[Coordinate annotation items]
◆ ◆ ◆ ◆ ◆

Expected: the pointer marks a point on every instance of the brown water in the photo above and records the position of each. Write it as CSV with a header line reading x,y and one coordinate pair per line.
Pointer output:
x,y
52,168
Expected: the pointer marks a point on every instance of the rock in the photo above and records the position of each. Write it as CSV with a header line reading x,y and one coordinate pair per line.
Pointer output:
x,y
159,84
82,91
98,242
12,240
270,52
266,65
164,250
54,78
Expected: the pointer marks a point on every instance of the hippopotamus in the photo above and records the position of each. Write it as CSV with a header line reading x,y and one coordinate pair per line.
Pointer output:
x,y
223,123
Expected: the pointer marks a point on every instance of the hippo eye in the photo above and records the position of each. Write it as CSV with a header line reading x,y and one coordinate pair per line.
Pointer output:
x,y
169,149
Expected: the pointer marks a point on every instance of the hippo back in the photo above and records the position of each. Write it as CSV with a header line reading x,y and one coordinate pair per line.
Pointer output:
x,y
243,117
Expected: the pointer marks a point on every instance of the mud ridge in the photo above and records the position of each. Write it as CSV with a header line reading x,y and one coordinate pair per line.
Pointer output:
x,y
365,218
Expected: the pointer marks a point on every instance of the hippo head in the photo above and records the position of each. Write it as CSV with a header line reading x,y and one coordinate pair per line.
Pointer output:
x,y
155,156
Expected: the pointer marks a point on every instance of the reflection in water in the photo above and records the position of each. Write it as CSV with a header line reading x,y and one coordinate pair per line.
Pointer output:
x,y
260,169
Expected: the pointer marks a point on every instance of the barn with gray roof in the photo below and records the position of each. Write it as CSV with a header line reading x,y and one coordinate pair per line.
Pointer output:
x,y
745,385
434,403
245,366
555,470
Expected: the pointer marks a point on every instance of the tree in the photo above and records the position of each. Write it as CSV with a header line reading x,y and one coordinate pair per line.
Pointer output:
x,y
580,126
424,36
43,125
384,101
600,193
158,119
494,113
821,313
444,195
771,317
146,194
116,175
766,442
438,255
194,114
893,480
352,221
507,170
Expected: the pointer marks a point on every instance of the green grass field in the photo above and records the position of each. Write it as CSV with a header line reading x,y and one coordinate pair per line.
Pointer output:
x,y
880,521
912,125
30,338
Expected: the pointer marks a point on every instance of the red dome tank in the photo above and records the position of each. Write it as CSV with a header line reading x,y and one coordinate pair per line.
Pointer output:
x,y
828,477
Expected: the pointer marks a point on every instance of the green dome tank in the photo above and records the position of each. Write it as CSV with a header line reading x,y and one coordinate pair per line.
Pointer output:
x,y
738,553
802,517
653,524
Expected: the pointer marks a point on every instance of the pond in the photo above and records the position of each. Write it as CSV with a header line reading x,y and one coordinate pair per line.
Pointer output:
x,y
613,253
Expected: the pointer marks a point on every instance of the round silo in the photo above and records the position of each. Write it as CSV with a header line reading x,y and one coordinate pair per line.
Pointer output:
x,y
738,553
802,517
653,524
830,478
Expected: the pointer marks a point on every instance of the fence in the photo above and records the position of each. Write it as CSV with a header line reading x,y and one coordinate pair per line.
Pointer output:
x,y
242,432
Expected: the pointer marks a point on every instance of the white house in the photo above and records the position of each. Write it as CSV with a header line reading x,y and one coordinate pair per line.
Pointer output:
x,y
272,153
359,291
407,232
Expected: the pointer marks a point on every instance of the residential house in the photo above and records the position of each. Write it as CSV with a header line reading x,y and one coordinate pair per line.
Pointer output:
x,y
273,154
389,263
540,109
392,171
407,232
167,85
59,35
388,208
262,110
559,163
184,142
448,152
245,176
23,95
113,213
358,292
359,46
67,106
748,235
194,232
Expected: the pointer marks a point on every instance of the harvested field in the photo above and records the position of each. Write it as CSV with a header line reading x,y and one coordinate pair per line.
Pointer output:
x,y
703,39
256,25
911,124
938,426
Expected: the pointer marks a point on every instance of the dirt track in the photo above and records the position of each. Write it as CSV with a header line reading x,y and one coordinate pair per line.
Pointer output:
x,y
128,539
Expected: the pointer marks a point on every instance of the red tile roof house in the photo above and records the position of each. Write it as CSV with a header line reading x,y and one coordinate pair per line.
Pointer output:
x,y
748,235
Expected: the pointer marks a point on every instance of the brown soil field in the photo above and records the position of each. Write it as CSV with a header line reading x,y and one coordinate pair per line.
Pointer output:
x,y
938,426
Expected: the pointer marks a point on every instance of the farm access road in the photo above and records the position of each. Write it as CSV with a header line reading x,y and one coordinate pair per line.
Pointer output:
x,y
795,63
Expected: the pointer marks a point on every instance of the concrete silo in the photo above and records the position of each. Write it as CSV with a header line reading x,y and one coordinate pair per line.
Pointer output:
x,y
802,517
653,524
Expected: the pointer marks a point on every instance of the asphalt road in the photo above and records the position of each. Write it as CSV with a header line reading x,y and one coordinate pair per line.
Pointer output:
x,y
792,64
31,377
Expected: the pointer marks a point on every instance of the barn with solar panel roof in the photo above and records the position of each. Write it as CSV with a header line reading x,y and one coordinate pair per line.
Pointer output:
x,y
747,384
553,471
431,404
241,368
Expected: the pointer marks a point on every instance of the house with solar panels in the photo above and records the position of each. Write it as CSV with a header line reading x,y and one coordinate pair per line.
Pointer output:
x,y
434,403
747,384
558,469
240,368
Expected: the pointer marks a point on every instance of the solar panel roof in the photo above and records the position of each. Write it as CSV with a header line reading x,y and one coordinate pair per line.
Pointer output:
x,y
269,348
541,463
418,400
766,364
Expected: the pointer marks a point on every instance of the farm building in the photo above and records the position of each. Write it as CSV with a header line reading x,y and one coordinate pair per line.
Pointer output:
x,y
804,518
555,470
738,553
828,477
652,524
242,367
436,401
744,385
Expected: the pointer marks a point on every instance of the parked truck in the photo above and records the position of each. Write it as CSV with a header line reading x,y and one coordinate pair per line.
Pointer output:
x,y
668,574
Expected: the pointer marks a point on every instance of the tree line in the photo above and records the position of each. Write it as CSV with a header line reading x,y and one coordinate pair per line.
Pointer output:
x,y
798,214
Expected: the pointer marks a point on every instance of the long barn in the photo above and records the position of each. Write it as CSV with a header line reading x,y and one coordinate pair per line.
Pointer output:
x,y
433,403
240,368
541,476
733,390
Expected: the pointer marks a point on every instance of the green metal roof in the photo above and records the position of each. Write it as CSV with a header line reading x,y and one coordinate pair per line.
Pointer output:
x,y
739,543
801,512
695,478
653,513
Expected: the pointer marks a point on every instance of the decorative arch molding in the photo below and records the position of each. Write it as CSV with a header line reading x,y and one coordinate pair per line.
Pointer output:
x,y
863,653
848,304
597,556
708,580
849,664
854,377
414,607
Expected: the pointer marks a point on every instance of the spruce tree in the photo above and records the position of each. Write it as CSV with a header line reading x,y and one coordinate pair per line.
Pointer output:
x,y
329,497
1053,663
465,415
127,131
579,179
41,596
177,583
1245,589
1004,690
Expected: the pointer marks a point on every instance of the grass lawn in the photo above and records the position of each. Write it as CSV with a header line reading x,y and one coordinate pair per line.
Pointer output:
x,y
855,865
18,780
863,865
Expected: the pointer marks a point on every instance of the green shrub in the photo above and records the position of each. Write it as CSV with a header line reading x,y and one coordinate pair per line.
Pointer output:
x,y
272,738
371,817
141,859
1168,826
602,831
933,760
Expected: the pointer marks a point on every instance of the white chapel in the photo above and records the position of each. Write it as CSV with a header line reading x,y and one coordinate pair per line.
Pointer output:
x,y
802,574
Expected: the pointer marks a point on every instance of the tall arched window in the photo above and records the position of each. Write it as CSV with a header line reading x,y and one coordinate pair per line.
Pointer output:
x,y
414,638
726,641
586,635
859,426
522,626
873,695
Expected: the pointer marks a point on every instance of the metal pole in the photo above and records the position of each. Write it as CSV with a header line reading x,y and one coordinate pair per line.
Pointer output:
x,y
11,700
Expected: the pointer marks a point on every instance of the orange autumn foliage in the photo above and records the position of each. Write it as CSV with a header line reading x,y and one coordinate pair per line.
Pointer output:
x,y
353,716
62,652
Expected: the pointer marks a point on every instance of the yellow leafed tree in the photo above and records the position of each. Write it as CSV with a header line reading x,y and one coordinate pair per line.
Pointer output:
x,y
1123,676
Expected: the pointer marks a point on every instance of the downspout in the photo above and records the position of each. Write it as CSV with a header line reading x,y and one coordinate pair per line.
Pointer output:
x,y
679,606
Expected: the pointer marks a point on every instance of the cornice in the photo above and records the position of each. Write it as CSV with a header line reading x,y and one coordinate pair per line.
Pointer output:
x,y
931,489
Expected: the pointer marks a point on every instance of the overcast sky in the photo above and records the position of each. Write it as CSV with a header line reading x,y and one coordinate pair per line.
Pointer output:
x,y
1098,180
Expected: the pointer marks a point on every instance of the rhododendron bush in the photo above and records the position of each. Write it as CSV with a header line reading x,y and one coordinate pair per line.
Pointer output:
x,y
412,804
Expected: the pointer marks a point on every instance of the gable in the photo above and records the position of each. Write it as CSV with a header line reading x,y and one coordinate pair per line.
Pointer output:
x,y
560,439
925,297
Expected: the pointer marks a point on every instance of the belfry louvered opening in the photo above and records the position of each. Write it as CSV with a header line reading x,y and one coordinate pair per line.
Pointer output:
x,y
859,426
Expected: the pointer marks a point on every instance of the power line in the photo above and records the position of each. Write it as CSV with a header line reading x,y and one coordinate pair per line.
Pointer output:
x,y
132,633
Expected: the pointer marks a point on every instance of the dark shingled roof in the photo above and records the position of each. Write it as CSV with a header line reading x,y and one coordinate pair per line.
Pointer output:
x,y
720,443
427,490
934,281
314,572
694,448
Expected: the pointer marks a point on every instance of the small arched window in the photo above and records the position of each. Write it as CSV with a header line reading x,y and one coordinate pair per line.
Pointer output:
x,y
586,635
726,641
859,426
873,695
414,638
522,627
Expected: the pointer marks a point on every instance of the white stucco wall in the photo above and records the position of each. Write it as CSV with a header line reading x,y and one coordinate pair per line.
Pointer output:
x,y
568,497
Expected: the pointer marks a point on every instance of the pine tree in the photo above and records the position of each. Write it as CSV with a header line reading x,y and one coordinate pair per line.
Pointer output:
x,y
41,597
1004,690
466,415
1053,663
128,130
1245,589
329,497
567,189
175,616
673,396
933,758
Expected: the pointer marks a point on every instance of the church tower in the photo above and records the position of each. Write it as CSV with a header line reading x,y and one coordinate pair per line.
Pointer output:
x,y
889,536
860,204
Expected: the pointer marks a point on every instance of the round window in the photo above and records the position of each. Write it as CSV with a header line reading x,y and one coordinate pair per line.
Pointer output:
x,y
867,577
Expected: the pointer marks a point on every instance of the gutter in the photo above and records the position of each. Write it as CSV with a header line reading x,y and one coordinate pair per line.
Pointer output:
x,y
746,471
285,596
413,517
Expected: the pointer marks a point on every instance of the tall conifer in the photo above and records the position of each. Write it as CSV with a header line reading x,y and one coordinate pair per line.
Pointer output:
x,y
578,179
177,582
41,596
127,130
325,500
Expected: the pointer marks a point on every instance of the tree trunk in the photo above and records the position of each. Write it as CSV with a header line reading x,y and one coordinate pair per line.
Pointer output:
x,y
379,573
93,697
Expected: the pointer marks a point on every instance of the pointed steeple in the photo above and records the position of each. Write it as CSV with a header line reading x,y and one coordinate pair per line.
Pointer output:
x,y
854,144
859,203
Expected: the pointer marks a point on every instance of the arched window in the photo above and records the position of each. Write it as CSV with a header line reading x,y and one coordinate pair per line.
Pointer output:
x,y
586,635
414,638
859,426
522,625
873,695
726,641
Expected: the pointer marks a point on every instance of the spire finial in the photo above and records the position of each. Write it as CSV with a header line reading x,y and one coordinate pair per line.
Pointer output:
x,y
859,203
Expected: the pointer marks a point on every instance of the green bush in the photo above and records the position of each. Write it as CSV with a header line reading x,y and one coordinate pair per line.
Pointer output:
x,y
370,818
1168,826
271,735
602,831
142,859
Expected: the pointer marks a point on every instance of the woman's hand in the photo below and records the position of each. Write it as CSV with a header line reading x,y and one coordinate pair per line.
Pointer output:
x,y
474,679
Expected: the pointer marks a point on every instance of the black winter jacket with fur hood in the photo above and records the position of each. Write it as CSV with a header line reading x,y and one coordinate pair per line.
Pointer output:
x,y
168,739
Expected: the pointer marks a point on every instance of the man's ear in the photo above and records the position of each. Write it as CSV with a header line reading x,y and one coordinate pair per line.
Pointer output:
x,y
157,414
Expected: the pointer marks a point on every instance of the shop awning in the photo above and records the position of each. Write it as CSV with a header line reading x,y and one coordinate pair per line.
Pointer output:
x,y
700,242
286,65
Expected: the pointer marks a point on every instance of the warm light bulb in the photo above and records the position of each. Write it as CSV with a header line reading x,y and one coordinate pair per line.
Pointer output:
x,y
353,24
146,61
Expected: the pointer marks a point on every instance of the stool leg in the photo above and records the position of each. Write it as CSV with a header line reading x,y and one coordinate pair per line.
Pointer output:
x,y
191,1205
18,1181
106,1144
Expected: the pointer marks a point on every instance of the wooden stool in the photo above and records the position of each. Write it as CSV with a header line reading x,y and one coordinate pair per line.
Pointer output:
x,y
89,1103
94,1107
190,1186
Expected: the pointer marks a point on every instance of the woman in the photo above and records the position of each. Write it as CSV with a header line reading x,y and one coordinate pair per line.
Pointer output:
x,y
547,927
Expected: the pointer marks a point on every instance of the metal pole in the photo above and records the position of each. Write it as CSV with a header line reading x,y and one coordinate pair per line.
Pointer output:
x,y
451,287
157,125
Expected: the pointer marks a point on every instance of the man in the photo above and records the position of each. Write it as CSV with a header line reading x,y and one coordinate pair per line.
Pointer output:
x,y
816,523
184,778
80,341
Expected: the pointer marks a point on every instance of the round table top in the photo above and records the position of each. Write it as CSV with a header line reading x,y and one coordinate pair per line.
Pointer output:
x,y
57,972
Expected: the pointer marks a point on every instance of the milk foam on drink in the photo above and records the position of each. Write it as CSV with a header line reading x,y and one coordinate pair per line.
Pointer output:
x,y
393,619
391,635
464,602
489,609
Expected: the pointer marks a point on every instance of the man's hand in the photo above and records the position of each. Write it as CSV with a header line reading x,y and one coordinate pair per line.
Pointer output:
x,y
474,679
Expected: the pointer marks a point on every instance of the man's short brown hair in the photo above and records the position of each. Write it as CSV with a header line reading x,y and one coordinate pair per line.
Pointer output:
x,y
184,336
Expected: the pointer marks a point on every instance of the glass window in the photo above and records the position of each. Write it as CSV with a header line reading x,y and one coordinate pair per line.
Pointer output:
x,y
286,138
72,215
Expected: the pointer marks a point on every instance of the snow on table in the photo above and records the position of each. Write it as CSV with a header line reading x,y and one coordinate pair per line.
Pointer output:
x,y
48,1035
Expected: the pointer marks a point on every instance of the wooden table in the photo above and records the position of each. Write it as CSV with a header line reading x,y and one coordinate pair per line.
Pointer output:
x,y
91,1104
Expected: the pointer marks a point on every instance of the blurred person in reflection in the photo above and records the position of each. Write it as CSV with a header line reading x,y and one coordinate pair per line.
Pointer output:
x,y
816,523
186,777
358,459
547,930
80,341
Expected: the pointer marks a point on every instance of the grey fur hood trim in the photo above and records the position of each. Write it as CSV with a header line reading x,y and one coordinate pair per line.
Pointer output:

◆ ◆ ◆ ◆ ◆

[Your goal] Output each line of the items, from the line containing "the wooden table" through the end of the items, as a Markdown table with the columns Row and Line. Number the rows and leave out blank lines.

[The response]
| Row | Line |
|---|---|
| 1 | Expected: the pointer marks a point on every instance of the wooden table in the photo above and records the position of each. Write it as CSV with a header line reading x,y and one coordinate pair per line. |
| 2 | Pointer output: |
| 3 | x,y |
| 4 | 91,1104 |
| 5 | Expected: the pointer marks a point on every instance of the blurred person in reflection in the photo above and records the position of each. Write it as CSV with a header line reading x,y and one coordinate pair per line. |
| 6 | Pointer output: |
| 7 | x,y |
| 8 | 816,523 |
| 9 | 186,777 |
| 10 | 358,459 |
| 11 | 547,930 |
| 12 | 80,341 |
| 13 | Expected: the pointer marks a point on every instance of the grey fur hood trim in the photo above and records the position of each. Write it as CSV with a header line reading x,y and one coordinate pair per line. |
| 14 | Pointer output: |